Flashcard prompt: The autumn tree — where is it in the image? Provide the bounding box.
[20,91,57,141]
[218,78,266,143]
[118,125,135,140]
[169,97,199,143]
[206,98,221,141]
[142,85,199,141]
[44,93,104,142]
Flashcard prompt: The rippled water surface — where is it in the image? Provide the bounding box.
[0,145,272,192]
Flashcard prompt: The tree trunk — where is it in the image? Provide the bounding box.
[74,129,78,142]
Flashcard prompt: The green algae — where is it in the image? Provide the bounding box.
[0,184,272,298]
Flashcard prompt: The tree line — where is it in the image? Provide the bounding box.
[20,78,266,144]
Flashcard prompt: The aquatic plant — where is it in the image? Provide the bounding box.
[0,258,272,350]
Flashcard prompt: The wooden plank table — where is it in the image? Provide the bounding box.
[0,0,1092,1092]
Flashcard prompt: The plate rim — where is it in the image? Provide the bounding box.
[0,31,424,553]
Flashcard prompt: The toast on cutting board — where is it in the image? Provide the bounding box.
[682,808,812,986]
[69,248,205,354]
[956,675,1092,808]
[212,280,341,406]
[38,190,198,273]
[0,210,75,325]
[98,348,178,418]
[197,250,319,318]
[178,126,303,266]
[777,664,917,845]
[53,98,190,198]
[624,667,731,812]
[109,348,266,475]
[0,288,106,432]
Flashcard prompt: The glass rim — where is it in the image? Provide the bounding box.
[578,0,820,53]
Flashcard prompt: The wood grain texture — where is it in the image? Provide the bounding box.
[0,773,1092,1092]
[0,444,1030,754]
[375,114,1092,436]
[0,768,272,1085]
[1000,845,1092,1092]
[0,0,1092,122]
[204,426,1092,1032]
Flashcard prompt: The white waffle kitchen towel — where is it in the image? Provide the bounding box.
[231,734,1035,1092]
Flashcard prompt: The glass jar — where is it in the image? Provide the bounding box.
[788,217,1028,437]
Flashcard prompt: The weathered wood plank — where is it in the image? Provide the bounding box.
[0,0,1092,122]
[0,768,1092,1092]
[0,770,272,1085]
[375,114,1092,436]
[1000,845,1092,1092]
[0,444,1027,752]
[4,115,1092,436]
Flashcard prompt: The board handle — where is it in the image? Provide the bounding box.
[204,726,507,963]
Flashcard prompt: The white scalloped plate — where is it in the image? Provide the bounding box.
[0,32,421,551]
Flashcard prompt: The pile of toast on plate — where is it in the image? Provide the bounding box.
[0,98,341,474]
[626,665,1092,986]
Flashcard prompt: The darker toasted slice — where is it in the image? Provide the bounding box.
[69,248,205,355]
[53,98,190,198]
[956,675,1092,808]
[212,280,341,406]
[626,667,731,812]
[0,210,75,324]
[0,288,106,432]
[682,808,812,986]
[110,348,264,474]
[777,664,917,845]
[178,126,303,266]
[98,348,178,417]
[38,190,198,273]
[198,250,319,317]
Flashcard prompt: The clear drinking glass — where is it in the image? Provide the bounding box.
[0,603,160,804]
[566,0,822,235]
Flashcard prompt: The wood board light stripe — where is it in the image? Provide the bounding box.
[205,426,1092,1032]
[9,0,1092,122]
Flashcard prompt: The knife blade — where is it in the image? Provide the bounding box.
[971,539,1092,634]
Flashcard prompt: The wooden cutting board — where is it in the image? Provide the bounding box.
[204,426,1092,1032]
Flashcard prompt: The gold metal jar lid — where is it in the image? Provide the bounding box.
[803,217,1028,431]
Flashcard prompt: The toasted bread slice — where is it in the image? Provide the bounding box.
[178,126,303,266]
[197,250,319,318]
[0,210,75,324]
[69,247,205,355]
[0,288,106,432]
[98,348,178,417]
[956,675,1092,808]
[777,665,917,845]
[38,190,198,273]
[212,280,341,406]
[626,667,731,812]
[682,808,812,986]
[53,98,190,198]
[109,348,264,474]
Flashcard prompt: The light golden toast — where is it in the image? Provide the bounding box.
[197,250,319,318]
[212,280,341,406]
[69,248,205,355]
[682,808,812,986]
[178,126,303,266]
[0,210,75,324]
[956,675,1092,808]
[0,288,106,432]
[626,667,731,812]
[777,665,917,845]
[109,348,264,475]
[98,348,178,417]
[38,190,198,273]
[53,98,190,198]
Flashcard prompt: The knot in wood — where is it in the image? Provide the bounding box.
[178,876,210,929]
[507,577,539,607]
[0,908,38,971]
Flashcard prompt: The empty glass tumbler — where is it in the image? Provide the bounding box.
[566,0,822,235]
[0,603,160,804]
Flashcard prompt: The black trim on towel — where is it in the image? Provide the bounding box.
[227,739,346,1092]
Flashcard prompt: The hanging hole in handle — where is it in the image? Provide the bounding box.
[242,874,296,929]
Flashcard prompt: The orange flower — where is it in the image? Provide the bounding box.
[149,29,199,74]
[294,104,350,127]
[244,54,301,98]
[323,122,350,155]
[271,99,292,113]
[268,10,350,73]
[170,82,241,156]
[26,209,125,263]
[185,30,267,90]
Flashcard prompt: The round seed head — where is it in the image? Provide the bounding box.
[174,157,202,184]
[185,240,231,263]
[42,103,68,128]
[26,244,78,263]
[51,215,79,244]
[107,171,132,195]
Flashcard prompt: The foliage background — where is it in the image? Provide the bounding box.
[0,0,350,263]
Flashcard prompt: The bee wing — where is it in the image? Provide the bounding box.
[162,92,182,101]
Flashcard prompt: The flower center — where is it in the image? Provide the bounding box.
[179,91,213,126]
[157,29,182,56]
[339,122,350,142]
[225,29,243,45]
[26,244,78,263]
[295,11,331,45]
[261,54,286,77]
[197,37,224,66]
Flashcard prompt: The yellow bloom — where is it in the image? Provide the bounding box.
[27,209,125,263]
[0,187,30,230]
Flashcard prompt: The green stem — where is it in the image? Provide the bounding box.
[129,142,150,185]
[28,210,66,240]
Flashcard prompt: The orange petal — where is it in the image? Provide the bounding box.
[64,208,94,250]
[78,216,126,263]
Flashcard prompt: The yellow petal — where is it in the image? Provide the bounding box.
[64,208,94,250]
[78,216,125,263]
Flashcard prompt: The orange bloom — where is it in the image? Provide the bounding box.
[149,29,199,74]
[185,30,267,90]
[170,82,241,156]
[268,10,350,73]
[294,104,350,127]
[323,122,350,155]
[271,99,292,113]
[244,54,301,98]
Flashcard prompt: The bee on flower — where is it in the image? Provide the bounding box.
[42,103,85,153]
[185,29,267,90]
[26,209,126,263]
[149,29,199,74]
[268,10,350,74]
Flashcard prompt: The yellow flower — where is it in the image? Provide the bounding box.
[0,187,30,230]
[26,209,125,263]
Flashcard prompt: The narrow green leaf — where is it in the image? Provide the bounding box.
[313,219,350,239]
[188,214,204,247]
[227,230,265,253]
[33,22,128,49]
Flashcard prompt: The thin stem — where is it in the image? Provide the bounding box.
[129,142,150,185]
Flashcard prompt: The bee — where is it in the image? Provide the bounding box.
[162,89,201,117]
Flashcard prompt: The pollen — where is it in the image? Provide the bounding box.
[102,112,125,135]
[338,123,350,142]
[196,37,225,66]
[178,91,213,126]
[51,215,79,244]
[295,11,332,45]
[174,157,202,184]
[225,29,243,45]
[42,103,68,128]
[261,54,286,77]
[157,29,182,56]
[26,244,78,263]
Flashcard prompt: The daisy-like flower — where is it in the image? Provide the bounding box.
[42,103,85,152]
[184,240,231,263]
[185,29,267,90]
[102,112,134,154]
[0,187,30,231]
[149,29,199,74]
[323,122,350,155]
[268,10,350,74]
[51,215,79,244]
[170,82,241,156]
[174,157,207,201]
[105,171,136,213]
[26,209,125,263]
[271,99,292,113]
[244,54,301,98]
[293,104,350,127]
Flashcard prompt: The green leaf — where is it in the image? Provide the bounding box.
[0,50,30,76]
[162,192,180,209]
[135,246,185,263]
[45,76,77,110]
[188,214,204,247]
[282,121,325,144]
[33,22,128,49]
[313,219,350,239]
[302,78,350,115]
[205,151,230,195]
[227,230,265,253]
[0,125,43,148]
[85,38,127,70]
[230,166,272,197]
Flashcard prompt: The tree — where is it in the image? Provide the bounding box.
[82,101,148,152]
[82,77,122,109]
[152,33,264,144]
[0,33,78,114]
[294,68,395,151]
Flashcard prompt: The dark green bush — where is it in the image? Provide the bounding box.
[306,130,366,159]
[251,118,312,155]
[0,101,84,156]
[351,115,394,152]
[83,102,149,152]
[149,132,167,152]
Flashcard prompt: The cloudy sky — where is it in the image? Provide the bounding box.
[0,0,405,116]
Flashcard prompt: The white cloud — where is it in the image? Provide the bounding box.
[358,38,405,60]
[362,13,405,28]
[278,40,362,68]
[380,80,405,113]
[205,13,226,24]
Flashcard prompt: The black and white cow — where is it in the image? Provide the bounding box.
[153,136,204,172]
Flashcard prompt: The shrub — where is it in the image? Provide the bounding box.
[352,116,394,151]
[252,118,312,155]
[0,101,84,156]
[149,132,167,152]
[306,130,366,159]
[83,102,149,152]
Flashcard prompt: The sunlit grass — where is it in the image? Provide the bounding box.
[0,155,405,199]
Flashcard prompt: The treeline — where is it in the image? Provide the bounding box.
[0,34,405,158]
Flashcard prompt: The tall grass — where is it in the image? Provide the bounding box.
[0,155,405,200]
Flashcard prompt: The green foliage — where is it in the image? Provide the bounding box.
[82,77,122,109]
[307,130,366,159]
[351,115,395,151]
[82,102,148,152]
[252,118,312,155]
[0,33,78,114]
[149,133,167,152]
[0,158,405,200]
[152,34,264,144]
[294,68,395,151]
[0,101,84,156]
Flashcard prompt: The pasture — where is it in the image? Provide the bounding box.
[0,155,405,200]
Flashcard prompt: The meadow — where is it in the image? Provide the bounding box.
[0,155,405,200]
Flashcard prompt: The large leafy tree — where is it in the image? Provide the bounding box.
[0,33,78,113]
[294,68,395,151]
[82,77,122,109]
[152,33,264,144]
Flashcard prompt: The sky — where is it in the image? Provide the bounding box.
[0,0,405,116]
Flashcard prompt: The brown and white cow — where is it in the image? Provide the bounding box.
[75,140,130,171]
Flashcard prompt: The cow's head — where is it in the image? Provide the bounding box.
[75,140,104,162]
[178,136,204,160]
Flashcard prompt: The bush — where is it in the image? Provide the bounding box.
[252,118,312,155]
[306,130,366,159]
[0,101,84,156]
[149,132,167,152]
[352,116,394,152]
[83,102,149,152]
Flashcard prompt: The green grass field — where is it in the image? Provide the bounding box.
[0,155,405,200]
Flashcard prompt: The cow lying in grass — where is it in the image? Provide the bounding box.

#### [WHAT IS ASKED]
Please reproduce the listing from the line with "Flashcard prompt: The large" through the end, swapping "bush" for "shrub" and leaving everything else as it is.

#### [EXERCISE SOLUTION]
Flashcard prompt: The large leafy tree — where is it in the image? Provide the bounding box.
[0,33,78,113]
[294,68,395,151]
[82,77,122,109]
[152,33,264,144]
Flashcard prompt: The sky — where is it in the image? Provide the bounding box.
[0,0,405,116]
Flashcard prompt: The brown and white cow — where is it in the image? Provide the bounding box.
[75,140,130,171]
Flashcard prompt: The cow's head — where is it in the image? Provide the bounding box.
[75,140,104,162]
[178,136,204,160]
Flashcard prompt: The shrub — where is it in the image? Provide the bounding box.
[252,118,312,155]
[306,130,366,159]
[0,101,84,156]
[149,132,167,152]
[352,116,394,152]
[83,102,149,152]
Flashcard prompt: The green grass field — where is it in the image? Provide the bounding box.
[0,155,405,200]
Flashcard prompt: The cow lying in grass — where is it in the image? Provide the bounding box.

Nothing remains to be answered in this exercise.